═══ Excerpt provided
Source: New Weekend Crusading Guide

Couple petitions Foreign Minister over alleged sexual harassment

A former Ghanaian consular officer to Russia, Inusah Abdul-Basit, may soon find himself in a tight corner following an abusive representation and ‘false’ testimony he allegedly gave against a Ghanaian couple residing in Russia which resulted in their imprisonment.

The couple, Peter Boamah and Gifty Agyeman, in a petition addressed to the Minister of Foreign Affairs, Hannah Tetteh, claim that acting on the directives of the Consular; they found themselves in the grip of the Russian police for no apparent reason.

The couple suspect that Inusah’s actions were as a result of a failed pass he made at Peter Boamah’s wife Gifty. “All of this had to do with the fact that my lady once refused him sex in his office when she went to the embassy for a consular SPRAVKA assistance”.

Narrating their ordeal in the petition dated December 3, 2013, the couple said “While the Russian authorities including the judge felt there was no solid case against us over the alleged abuse of a young lady who lived with us, the consular officer with a vindictive agenda misled the court by telling the judge in our presence that Ghana’s president (late Prez. Mills) and ambassador to Russia Dr. Seth Koranteng had sent him to tell the judge that the presidency wanted us imprisoned in Russia,” the couple revealed in their petition.

The directive to have them imprisoned in Russia, according to the couple, was after they had been “tricked” to sign a discharge document that they had been freed. But unknown to them, the document they were cajoled to sign was a self-confession to the crime in Russian language.

The document was later presented to the court as evidence.
══════
═══ Information supplied
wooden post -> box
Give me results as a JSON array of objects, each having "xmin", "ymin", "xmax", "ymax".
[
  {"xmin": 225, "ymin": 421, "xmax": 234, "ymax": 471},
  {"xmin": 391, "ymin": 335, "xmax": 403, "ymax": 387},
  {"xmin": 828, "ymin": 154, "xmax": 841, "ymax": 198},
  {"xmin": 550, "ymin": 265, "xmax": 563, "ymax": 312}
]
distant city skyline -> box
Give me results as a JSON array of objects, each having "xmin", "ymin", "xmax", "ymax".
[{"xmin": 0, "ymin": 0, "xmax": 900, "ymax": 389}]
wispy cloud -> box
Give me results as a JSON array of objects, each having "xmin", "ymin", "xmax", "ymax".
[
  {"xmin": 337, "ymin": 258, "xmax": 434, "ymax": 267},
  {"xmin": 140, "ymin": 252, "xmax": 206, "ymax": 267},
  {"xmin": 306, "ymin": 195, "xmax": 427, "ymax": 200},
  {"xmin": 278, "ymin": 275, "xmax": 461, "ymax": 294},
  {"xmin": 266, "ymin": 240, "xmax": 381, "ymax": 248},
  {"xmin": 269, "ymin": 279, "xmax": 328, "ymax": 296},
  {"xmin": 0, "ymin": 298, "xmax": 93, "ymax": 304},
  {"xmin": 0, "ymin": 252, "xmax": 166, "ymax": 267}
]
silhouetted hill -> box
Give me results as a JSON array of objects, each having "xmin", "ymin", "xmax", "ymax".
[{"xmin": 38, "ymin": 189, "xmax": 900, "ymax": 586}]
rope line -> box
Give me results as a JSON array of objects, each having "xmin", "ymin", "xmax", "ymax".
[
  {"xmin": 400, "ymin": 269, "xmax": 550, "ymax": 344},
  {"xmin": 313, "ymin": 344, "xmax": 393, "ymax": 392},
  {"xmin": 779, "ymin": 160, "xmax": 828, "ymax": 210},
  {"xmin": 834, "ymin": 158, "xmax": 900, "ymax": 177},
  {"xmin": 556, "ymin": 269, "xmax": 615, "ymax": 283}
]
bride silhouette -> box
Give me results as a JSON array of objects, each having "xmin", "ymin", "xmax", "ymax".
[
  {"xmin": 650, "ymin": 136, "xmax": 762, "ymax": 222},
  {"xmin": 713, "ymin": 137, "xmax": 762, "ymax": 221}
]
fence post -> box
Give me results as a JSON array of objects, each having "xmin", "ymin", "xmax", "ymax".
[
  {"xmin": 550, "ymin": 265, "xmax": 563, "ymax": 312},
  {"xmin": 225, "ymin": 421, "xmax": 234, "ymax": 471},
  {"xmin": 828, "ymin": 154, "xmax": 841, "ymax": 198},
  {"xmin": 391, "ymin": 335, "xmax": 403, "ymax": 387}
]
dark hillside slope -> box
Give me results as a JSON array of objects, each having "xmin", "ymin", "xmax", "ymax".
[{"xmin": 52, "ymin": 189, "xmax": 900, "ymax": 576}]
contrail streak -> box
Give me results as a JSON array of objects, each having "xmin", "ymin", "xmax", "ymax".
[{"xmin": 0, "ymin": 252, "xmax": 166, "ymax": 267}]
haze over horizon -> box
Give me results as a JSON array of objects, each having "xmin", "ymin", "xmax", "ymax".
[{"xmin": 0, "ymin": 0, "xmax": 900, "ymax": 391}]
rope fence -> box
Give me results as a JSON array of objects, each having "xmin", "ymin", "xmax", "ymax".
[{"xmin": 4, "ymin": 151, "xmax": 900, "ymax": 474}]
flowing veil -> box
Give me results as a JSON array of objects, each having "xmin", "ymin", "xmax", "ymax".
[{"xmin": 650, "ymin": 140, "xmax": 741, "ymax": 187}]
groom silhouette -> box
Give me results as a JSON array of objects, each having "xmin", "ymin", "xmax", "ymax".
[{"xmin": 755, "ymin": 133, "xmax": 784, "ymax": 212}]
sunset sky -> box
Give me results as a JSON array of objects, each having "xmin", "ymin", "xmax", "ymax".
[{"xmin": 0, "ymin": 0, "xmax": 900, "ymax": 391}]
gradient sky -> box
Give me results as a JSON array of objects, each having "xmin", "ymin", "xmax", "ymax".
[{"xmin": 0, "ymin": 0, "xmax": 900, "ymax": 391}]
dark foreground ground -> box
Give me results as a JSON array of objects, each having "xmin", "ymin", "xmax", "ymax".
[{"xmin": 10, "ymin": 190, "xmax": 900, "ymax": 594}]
══════
* **Task list**:
1. In the petition article, what date does the couple's petition carry?
2. Resume the petition article, writing on from its final sentence.
The rows above come from a source separate from the petition article.

* **Answers to each task**:
1. December 3, 2013.

2.
Recounting the ordeal Inusah meted out to them, Peter mentioned how Inusah had abused the rights and dignity of his wife. He noted that “our consular officer insisted my wife changed her bled menstrual pads in his presence”. This was after he had seized her phones and warned her not to call any family member in Ghana, said Mr. Boamah.

“We suffered a lot in the Russian jail. A letter we wrote to the Ghana embassy for help was returned to us with rejection stamps,” Peter further claimed. The greatest shock, according to Peter Boamah and his wife was when they, after a year of their release, realized the ambassador was not in the know of their trial and imprisonment in Russia.

After meeting the ambassador recently, the couple received the shock of their lives when the ambassador told them he had never heard of their case although he was in Russia at the time Inusah Basit went to court to testify the falsity against them.

The petition to the minister therefore is to humbly request the ministry to investigate the offer and also to call Inusah Basit, a lawyer himself and awaiting his next diplomatic posting, to order.

Attempts by this paper to reach the former consular officer for his side of the story however hit on a snag.